Eko menunjukkan, pengembangan terakhir klungbot yang melodinya dapat dipadukan dengan nada bas. Dengan sebuah laptop, midi kibor, dan seperangkat angklung yang terdiri atas delapan angklung, jadilah alat konser musik yang lengkap.
Kami tentu juga mampir ke Saung Angklung Udjo. Salah satu anak mendiang Udjo Ngalagena, Taufik Hidayat Udjo, menemui kami. Dia menceritakan awal kisah Saung Angklung Udjo yang lahir dari kecintaan ayahnya pada angklung.
Udjo mengajarkan angklung kepada 10 anaknya. Jadilah, keluarga itu seperti layaknya orang bermain konser angklung dan lambat laun tumbuh menjadi industri pariwisata seperti sekarang.
Menurut Taufik, ada banyak makna filosofis yang terkandung di dalam angklung. Ketika memainkan angklung, ada pesan kehidupan harmoni, pesan persatuan, dan pesan perdamaian.

Ketentuan Tugas =>
A: Ketik ulang bagian artikel tentang angklung yang dimulai dengan "Udjo mengajarkan angklung" dan berlanjut hingga "pariwisata seperti sekarang.", tanpa mengubah satu kata pun.
B: Jawab pertanyaan berikut berdasarkan artikel tentang angklung.
(i) Berapa jumlah angklung dalam seperangkat angklung untuk klungbot?
(ii) Kepada berapa anaknya Udjo mengajarkan angklung?
(iii) Pesan apa saja yang ada ketika memainkan angklung menurut Taufik?
C: Teruskan tulisan tentang angklung itu mulai dari kalimat terakhirnya.

Cuplikan Data =>

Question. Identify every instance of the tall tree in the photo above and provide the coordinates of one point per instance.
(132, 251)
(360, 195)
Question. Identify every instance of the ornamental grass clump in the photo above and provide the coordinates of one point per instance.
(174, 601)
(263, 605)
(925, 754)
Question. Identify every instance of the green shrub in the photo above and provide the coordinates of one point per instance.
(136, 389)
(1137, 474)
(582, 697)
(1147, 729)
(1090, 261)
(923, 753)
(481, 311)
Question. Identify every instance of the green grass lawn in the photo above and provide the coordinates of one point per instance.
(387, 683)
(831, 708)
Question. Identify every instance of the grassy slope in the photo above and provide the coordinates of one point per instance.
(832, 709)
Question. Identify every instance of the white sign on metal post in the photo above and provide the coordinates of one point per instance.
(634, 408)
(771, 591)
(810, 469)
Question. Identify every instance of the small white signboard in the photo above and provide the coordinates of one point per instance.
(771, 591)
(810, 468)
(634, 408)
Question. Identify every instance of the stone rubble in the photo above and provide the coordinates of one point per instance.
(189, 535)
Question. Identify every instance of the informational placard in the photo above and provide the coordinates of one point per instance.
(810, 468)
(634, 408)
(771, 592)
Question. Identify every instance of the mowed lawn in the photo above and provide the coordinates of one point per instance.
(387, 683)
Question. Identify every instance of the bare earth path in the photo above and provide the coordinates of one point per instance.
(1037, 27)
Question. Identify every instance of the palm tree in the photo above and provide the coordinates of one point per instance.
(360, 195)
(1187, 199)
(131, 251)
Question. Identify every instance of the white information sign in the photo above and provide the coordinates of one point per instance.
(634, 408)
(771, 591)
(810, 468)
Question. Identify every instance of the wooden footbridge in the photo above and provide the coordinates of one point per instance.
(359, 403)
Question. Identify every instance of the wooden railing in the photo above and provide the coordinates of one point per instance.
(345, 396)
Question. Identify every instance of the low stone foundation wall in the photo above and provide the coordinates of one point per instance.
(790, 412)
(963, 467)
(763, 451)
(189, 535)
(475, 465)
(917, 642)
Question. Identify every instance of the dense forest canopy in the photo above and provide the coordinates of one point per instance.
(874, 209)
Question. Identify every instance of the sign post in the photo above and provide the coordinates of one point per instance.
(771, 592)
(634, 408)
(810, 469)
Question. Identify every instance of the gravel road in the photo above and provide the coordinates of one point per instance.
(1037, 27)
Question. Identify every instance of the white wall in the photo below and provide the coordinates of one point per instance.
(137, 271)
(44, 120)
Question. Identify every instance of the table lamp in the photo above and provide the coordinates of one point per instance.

Jawaban Tugas =>
A:
Udjo mengajarkan angklung kepada 10 anaknya. Jadilah, keluarga itu seperti layaknya orang bermain konser angklung dan lambat laun tumbuh menjadi industri pariwisata seperti sekarang.

B:
(i) Delapan angklung.
(ii) Kepada 10 anaknya.
(iii) Pesan kehidupan harmoni, pesan persatuan, dan pesan perdamaian.

C:
Meliput di Kasepuhan Ciptagelar
Perjalanan tim kedua ke Kasepuhan Ciptagelar berlangsung pada 6-9 September 2018.
Dari Jakarta, kami sengaja memilih mobil double cabin 4 x 4 agar perjalanan ke Ciptagelar di kawasan Taman Nasional Gunung Halimun di ketinggian lebih kurang 1.200 meter di atas permukaan laut tidak mudah karena medan yang berat.
Dan memang benar, saat kami naik menuju Ciptagelar dalam kondisi gelap karena hari sudah telanjur malam, kami harus waspada. Karena kondisi jalan bebatuan yang terjal dengan sisi kiri berupa jurang, terutama saat berpapasan dengan sesama mobil atau sepeda motor.
Sayang, karena sudah malam, kami terpaksa harus melewatkan pemandangan indah di sepanjang rute menuju Ciptagelar. Di antara kilatan lampu mobil, keindahan pemandangan hanya kami nikmati samar-samar. Kami berharap saat turun nanti, kami masih bisa menikmati pemandangan indah itu.
Selama perjalanan yang cukup menegangkan, kami berusaha bercanda. Kadang bertukar kisah-kisah horor, mumpung jalanan gelap dan sepi, kadang juga kisah-kisah lucu yang membuat kami tertawa terbahak-bahak. Yang pasti, agar sopir tembak yang mengemudikan mobil, Rian, tetap eling dan waspada.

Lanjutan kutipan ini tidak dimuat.